Task item — For the entries that follow, produce an exact copy with no pictures in it.
Provided information Block Start
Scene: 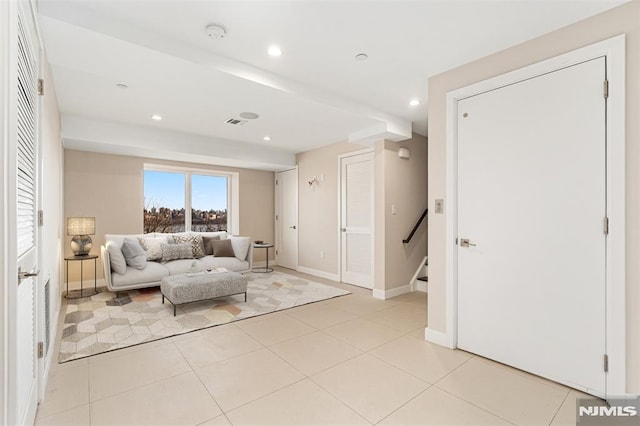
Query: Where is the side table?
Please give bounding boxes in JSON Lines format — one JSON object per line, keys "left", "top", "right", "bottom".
{"left": 252, "top": 243, "right": 274, "bottom": 273}
{"left": 65, "top": 254, "right": 99, "bottom": 299}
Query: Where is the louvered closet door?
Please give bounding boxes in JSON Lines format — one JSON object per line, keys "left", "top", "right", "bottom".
{"left": 16, "top": 3, "right": 40, "bottom": 424}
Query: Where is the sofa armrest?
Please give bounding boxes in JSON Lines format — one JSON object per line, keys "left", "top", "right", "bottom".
{"left": 100, "top": 245, "right": 113, "bottom": 289}
{"left": 246, "top": 243, "right": 254, "bottom": 271}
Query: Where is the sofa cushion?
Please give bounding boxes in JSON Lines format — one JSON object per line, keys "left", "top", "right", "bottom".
{"left": 172, "top": 234, "right": 205, "bottom": 258}
{"left": 162, "top": 259, "right": 208, "bottom": 275}
{"left": 161, "top": 243, "right": 193, "bottom": 262}
{"left": 210, "top": 239, "right": 235, "bottom": 257}
{"left": 199, "top": 256, "right": 250, "bottom": 272}
{"left": 111, "top": 262, "right": 169, "bottom": 288}
{"left": 105, "top": 233, "right": 155, "bottom": 247}
{"left": 121, "top": 238, "right": 147, "bottom": 270}
{"left": 138, "top": 236, "right": 168, "bottom": 261}
{"left": 202, "top": 235, "right": 220, "bottom": 255}
{"left": 106, "top": 241, "right": 127, "bottom": 275}
{"left": 228, "top": 235, "right": 251, "bottom": 260}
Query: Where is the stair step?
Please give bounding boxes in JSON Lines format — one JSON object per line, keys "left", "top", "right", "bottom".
{"left": 417, "top": 276, "right": 428, "bottom": 282}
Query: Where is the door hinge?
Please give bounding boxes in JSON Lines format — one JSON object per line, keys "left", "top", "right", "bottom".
{"left": 603, "top": 80, "right": 609, "bottom": 99}
{"left": 455, "top": 237, "right": 459, "bottom": 245}
{"left": 275, "top": 179, "right": 278, "bottom": 185}
{"left": 38, "top": 210, "right": 43, "bottom": 227}
{"left": 37, "top": 79, "right": 44, "bottom": 96}
{"left": 275, "top": 249, "right": 278, "bottom": 255}
{"left": 275, "top": 214, "right": 278, "bottom": 221}
{"left": 38, "top": 341, "right": 44, "bottom": 359}
{"left": 604, "top": 354, "right": 609, "bottom": 372}
{"left": 604, "top": 217, "right": 609, "bottom": 235}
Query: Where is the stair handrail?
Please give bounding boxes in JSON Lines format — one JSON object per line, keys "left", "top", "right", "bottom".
{"left": 402, "top": 208, "right": 428, "bottom": 244}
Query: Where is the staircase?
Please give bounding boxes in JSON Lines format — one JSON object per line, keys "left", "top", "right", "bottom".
{"left": 412, "top": 257, "right": 428, "bottom": 292}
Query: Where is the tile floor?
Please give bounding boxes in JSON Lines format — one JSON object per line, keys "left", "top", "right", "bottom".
{"left": 35, "top": 268, "right": 585, "bottom": 425}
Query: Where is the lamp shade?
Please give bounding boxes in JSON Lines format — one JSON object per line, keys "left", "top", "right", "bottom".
{"left": 67, "top": 217, "right": 95, "bottom": 236}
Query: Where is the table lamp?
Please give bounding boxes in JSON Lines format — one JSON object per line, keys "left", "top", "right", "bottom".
{"left": 67, "top": 217, "right": 95, "bottom": 256}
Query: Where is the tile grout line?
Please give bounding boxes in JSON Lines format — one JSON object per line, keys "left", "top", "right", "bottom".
{"left": 548, "top": 390, "right": 571, "bottom": 425}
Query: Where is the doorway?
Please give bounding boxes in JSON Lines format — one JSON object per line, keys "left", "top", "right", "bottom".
{"left": 339, "top": 150, "right": 374, "bottom": 289}
{"left": 442, "top": 36, "right": 626, "bottom": 398}
{"left": 275, "top": 168, "right": 298, "bottom": 270}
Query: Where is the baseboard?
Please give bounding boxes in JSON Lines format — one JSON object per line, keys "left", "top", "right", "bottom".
{"left": 425, "top": 327, "right": 455, "bottom": 349}
{"left": 416, "top": 281, "right": 428, "bottom": 293}
{"left": 372, "top": 284, "right": 411, "bottom": 300}
{"left": 65, "top": 278, "right": 107, "bottom": 293}
{"left": 295, "top": 266, "right": 340, "bottom": 282}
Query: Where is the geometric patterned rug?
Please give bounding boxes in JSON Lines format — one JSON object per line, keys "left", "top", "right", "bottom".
{"left": 58, "top": 271, "right": 349, "bottom": 363}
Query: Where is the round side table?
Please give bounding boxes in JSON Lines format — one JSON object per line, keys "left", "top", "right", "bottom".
{"left": 252, "top": 243, "right": 274, "bottom": 273}
{"left": 65, "top": 254, "right": 99, "bottom": 299}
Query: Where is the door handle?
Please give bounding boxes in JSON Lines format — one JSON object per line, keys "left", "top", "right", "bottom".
{"left": 460, "top": 238, "right": 476, "bottom": 248}
{"left": 289, "top": 225, "right": 296, "bottom": 229}
{"left": 18, "top": 267, "right": 39, "bottom": 284}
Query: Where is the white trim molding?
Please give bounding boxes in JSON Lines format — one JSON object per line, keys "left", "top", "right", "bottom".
{"left": 296, "top": 266, "right": 340, "bottom": 283}
{"left": 440, "top": 35, "right": 626, "bottom": 396}
{"left": 373, "top": 284, "right": 411, "bottom": 300}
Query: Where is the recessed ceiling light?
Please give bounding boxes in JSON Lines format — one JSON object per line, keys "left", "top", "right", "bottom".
{"left": 263, "top": 136, "right": 271, "bottom": 141}
{"left": 239, "top": 112, "right": 260, "bottom": 119}
{"left": 116, "top": 83, "right": 128, "bottom": 89}
{"left": 355, "top": 53, "right": 368, "bottom": 61}
{"left": 409, "top": 99, "right": 421, "bottom": 106}
{"left": 151, "top": 114, "right": 163, "bottom": 121}
{"left": 268, "top": 46, "right": 282, "bottom": 57}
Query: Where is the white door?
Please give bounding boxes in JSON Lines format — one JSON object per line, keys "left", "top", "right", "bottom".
{"left": 457, "top": 58, "right": 606, "bottom": 395}
{"left": 276, "top": 168, "right": 298, "bottom": 270}
{"left": 15, "top": 3, "right": 41, "bottom": 424}
{"left": 340, "top": 152, "right": 373, "bottom": 289}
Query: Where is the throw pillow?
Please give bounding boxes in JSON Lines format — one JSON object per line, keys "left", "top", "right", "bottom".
{"left": 160, "top": 243, "right": 193, "bottom": 262}
{"left": 121, "top": 238, "right": 147, "bottom": 270}
{"left": 228, "top": 235, "right": 251, "bottom": 260}
{"left": 138, "top": 236, "right": 167, "bottom": 261}
{"left": 106, "top": 241, "right": 127, "bottom": 275}
{"left": 210, "top": 239, "right": 235, "bottom": 258}
{"left": 172, "top": 234, "right": 205, "bottom": 258}
{"left": 202, "top": 235, "right": 220, "bottom": 255}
Provided information Block End
Reply —
Scene: 
Query: Where is the side table?
Please give bounding boxes in JSON Lines format — one JSON object per line, keys "left", "top", "right", "bottom".
{"left": 252, "top": 243, "right": 274, "bottom": 273}
{"left": 65, "top": 254, "right": 99, "bottom": 299}
Query: Where is the louvered closet door?
Please give bounding boxes in JSON Lines format — one JSON object per line, keys "left", "top", "right", "bottom".
{"left": 16, "top": 3, "right": 40, "bottom": 424}
Query: Where is the sofa armrest?
Please give bounding boxes in JSON Lines format — one JSON object per line, keys "left", "top", "right", "bottom".
{"left": 100, "top": 245, "right": 113, "bottom": 289}
{"left": 246, "top": 243, "right": 254, "bottom": 271}
Query: Where is the sofa cushion?
Please give bounding boxes in JSON Lines format — one JSON object per line, keys "left", "top", "right", "bottom".
{"left": 172, "top": 234, "right": 205, "bottom": 258}
{"left": 162, "top": 259, "right": 208, "bottom": 275}
{"left": 161, "top": 243, "right": 193, "bottom": 262}
{"left": 210, "top": 239, "right": 235, "bottom": 257}
{"left": 199, "top": 256, "right": 250, "bottom": 272}
{"left": 111, "top": 262, "right": 169, "bottom": 288}
{"left": 105, "top": 233, "right": 155, "bottom": 247}
{"left": 121, "top": 238, "right": 147, "bottom": 270}
{"left": 138, "top": 236, "right": 168, "bottom": 261}
{"left": 202, "top": 235, "right": 220, "bottom": 255}
{"left": 106, "top": 241, "right": 127, "bottom": 275}
{"left": 228, "top": 235, "right": 251, "bottom": 260}
Query: Where is the stair step?
Please give bounding boxes in JSON Lines format — one JSON object per line, keys "left", "top", "right", "bottom".
{"left": 417, "top": 276, "right": 428, "bottom": 282}
Query: Where is the door hinge?
Please give bounding boxes in JSON Lines format — one JSON object per line, keys "left", "top", "right", "bottom".
{"left": 603, "top": 80, "right": 609, "bottom": 99}
{"left": 455, "top": 237, "right": 459, "bottom": 245}
{"left": 275, "top": 179, "right": 278, "bottom": 185}
{"left": 38, "top": 210, "right": 43, "bottom": 227}
{"left": 37, "top": 79, "right": 44, "bottom": 96}
{"left": 275, "top": 249, "right": 278, "bottom": 255}
{"left": 275, "top": 214, "right": 278, "bottom": 221}
{"left": 38, "top": 341, "right": 44, "bottom": 359}
{"left": 604, "top": 354, "right": 609, "bottom": 372}
{"left": 604, "top": 217, "right": 609, "bottom": 235}
Query: Where is the stair handrail?
Please give bounding boxes in JSON Lines format — one JSON object per line, keys "left", "top", "right", "bottom".
{"left": 402, "top": 208, "right": 428, "bottom": 244}
Query: Where is the staircase?
Please give bounding boxes in JSON Lines format — one JSON object per line, keys "left", "top", "right", "bottom".
{"left": 412, "top": 257, "right": 428, "bottom": 292}
Query: Where is the tile floor?
Please give bounding boxes in JSON Lines format — one JSON object per line, keys "left", "top", "right", "bottom".
{"left": 35, "top": 268, "right": 585, "bottom": 425}
Query: Where is the lamp shade?
Please give bounding boxes in JSON Lines format — one JSON object per line, keys "left", "top", "right", "bottom".
{"left": 67, "top": 217, "right": 95, "bottom": 236}
Query: Where is the table lamp?
Please give bounding boxes in JSON Lines format — one JSON object per line, keys "left", "top", "right", "bottom".
{"left": 67, "top": 217, "right": 95, "bottom": 256}
Query: Where is the tile grout line?
Please give bounding boxes in JSON Lines format — one JSON object per line, keys "left", "top", "right", "bottom".
{"left": 548, "top": 390, "right": 571, "bottom": 425}
Query: Where is the doorway?
Please give bounding boxes in JSON Lines format — one JSON object per line, keys "left", "top", "right", "bottom".
{"left": 339, "top": 150, "right": 374, "bottom": 289}
{"left": 442, "top": 36, "right": 626, "bottom": 398}
{"left": 275, "top": 168, "right": 298, "bottom": 270}
Query: Where is the baseboard?
Please give bounding boxes in JSON Lines format — one JSON object per line, keys "left", "top", "right", "bottom".
{"left": 425, "top": 327, "right": 455, "bottom": 349}
{"left": 416, "top": 281, "right": 428, "bottom": 293}
{"left": 372, "top": 284, "right": 411, "bottom": 300}
{"left": 65, "top": 278, "right": 107, "bottom": 293}
{"left": 295, "top": 266, "right": 340, "bottom": 282}
Query: Where is the geometric patterned rug?
Please give bounding boxes in JSON Lines format — one JSON object per line, keys "left", "top", "right", "bottom".
{"left": 58, "top": 271, "right": 349, "bottom": 363}
Query: Where is the round side table?
Please give bounding boxes in JSON Lines format — one JSON object per line, keys "left", "top", "right", "bottom".
{"left": 252, "top": 243, "right": 274, "bottom": 273}
{"left": 65, "top": 254, "right": 99, "bottom": 299}
Query: Where is the door handle?
Please give bounding boxes in JSON Lines format — one JSON object per line, keys "left", "top", "right", "bottom".
{"left": 460, "top": 238, "right": 476, "bottom": 248}
{"left": 289, "top": 225, "right": 296, "bottom": 229}
{"left": 18, "top": 267, "right": 39, "bottom": 284}
Query: Where is the white trim molding?
Please give bounding boxes in JSON Lines format — one JSON object per line, keys "left", "top", "right", "bottom".
{"left": 296, "top": 266, "right": 340, "bottom": 283}
{"left": 440, "top": 35, "right": 626, "bottom": 396}
{"left": 373, "top": 284, "right": 411, "bottom": 300}
Query: Where is the recessed ceiling light?
Please give bounding boxes in JSON Lines format — one JSON object per line, keys "left", "top", "right", "bottom".
{"left": 263, "top": 136, "right": 271, "bottom": 141}
{"left": 239, "top": 112, "right": 260, "bottom": 119}
{"left": 116, "top": 83, "right": 128, "bottom": 89}
{"left": 355, "top": 53, "right": 368, "bottom": 61}
{"left": 409, "top": 99, "right": 421, "bottom": 106}
{"left": 151, "top": 114, "right": 163, "bottom": 121}
{"left": 268, "top": 46, "right": 282, "bottom": 57}
Query: Where is the white door?
Please give bounding boxes in JSON Lines format — one JSON object per line, keys "left", "top", "right", "bottom".
{"left": 457, "top": 58, "right": 606, "bottom": 395}
{"left": 276, "top": 168, "right": 298, "bottom": 270}
{"left": 15, "top": 3, "right": 41, "bottom": 424}
{"left": 340, "top": 152, "right": 373, "bottom": 289}
Query: Where is the throw pillow?
Please give bounding boxes in JSON Lines format — one JSON object per line, keys "left", "top", "right", "bottom".
{"left": 160, "top": 243, "right": 193, "bottom": 262}
{"left": 121, "top": 238, "right": 147, "bottom": 270}
{"left": 228, "top": 235, "right": 251, "bottom": 260}
{"left": 138, "top": 236, "right": 167, "bottom": 261}
{"left": 106, "top": 241, "right": 127, "bottom": 275}
{"left": 210, "top": 239, "right": 235, "bottom": 258}
{"left": 172, "top": 234, "right": 205, "bottom": 258}
{"left": 202, "top": 235, "right": 220, "bottom": 255}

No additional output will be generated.